● Short task A
Extract every line of the listing below that contains the string "refrigerator".

● Excerpt provided
I kind of personally consider the real dichotomy (pretentious jerk alert!) to be between Transcription and Arrangement - One seeks to hew to the letter of the original, while the other does not. So, 'orchestration?' It seems like you could have either a transcription for Orchestra or an arrangement for Orchestra, Union rules be darned. Then again, the terminology keeps shifting, so...c'est la vie.


----------



## JimmyPoppa (Aug 19, 2015)

bbunker,

Interesting point. I imagine it depends as much on the genre as the changing times and terminology - possibly the instrumentation as well. Certainly a guitar transcription of a Bach Klavier piece wouldn't be called an orchestration or an arrangement.

In the U.S. musicians union, _*Transcriber*_ is a category which specifically refers to a person who, as accurately as possible, writes down in musical notation all the elements of a piece of music, usually from a recording. The music is not altered at all in any way. A transcriber usually charges by the hour and that's how the union minimums are set.

In the days before recorded music, obviously there were very few ways to do this. The term transcribe, at that time, had a different meaning closer to the one you describe. I'm sure it is still used today in that older context as well but, I would imagine it to be in some genres more than others.

Anyway, it's still and interesting distinction in relation to the thread. Thanks for bringing it up.

Be Well,

Jimmy


----------

● Exercise material
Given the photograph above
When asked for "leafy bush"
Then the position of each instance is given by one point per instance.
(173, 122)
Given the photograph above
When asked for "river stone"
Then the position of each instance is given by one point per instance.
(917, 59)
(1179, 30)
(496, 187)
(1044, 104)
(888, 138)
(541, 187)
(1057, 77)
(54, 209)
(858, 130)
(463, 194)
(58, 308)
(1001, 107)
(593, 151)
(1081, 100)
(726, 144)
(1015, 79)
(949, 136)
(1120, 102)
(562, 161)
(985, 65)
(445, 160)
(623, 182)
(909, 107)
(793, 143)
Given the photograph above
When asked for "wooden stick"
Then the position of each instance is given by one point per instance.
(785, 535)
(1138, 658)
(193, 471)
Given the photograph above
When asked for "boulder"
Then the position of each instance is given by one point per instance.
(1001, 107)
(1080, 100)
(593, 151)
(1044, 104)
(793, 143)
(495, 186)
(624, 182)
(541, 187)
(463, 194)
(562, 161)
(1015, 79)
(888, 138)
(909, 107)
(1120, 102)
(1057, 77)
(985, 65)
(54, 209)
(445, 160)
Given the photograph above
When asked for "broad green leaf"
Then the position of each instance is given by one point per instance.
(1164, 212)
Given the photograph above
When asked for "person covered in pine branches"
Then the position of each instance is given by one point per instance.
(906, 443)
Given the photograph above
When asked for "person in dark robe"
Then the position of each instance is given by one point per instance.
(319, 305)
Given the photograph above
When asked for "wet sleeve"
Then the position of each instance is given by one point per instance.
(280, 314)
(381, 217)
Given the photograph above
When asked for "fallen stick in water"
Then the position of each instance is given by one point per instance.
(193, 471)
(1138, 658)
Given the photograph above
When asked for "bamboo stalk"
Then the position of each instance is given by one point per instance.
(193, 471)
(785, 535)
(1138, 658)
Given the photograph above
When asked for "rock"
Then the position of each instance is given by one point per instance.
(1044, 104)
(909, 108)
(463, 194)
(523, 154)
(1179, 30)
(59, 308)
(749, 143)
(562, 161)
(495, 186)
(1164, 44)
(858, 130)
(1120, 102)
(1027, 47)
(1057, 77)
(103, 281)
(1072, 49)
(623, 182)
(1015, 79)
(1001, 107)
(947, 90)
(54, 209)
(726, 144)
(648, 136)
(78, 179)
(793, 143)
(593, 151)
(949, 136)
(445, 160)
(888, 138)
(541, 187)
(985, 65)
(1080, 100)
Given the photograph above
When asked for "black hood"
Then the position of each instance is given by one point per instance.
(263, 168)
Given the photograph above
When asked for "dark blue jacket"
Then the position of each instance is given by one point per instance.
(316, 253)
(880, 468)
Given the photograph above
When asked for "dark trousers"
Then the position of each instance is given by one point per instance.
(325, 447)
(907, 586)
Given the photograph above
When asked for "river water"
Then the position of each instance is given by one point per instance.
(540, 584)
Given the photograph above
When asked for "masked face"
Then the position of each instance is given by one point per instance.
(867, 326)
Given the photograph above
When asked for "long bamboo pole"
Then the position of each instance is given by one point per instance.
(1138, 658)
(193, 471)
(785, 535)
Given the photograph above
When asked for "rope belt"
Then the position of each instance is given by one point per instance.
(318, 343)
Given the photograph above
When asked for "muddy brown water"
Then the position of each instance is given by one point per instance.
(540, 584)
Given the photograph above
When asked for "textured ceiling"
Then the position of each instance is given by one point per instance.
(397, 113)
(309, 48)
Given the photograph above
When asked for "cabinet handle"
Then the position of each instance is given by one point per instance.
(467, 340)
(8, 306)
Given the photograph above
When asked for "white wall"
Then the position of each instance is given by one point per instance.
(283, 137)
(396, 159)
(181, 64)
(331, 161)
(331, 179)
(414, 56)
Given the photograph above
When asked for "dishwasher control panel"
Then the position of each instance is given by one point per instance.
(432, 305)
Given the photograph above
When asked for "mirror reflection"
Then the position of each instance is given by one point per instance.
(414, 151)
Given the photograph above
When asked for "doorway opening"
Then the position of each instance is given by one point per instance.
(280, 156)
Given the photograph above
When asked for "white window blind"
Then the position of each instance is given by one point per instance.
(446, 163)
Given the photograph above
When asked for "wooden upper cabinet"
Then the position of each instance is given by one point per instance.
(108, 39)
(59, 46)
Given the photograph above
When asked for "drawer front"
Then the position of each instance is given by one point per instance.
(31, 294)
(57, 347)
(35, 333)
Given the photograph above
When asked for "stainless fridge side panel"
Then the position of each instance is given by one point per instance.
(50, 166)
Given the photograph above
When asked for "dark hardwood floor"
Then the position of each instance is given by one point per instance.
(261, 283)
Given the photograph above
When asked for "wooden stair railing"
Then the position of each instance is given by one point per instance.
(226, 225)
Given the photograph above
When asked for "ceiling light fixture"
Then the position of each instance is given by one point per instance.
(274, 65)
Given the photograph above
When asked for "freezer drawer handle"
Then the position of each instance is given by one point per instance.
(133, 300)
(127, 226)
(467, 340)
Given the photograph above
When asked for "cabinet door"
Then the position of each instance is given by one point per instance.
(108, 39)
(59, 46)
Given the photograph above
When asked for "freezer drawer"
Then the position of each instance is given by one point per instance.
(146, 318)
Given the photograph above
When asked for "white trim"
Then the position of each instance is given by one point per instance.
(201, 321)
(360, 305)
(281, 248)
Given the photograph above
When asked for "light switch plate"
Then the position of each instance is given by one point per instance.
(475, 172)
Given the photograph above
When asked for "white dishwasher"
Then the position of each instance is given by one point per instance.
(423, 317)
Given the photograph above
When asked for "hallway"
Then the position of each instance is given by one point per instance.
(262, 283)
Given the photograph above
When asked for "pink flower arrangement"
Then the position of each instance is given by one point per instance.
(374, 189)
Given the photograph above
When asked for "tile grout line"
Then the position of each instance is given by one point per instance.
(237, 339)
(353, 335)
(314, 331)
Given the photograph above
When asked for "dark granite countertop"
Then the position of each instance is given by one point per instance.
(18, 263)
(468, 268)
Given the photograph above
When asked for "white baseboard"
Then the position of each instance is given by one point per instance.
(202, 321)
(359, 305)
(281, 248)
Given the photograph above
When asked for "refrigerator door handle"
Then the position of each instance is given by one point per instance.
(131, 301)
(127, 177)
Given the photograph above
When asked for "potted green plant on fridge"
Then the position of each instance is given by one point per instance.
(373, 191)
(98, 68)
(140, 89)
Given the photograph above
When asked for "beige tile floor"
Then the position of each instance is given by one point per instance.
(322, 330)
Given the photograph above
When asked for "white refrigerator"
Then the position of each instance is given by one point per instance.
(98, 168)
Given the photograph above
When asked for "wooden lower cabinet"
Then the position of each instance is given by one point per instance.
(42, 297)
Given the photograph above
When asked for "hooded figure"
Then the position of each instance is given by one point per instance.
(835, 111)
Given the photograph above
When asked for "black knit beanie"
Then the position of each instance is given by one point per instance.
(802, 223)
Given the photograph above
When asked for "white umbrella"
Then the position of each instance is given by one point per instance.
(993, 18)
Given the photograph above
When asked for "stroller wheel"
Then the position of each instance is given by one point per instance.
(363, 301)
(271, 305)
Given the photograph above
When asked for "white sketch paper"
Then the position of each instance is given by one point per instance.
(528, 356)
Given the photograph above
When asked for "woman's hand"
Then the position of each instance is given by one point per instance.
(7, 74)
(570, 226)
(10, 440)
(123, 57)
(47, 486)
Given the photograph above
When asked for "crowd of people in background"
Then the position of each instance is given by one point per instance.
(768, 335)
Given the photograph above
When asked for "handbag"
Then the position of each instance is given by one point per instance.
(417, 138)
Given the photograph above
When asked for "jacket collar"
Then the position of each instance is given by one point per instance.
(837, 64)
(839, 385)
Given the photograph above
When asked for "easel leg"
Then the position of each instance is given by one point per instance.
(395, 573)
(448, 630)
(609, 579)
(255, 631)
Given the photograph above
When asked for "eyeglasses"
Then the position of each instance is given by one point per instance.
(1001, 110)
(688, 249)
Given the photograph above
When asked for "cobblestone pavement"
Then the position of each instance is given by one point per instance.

● Short task B
Answer these questions using the forum excerpt on transcription and arrangement above:
(i) In the first post, which of the two terms is said to hew to the letter of the original?
(ii) How does a transcriber in the U.S. musicians union usually charge?
(iii) What example does JimmyPoppa give of a piece that would not be called an orchestration or an arrangement?

● Expected output A
When asked for "refrigerator door handle"
When asked for "white refrigerator"

● Expected output B
(i) Transcription.
(ii) By the hour.
(iii) A guitar transcription of a Bach Klavier piece.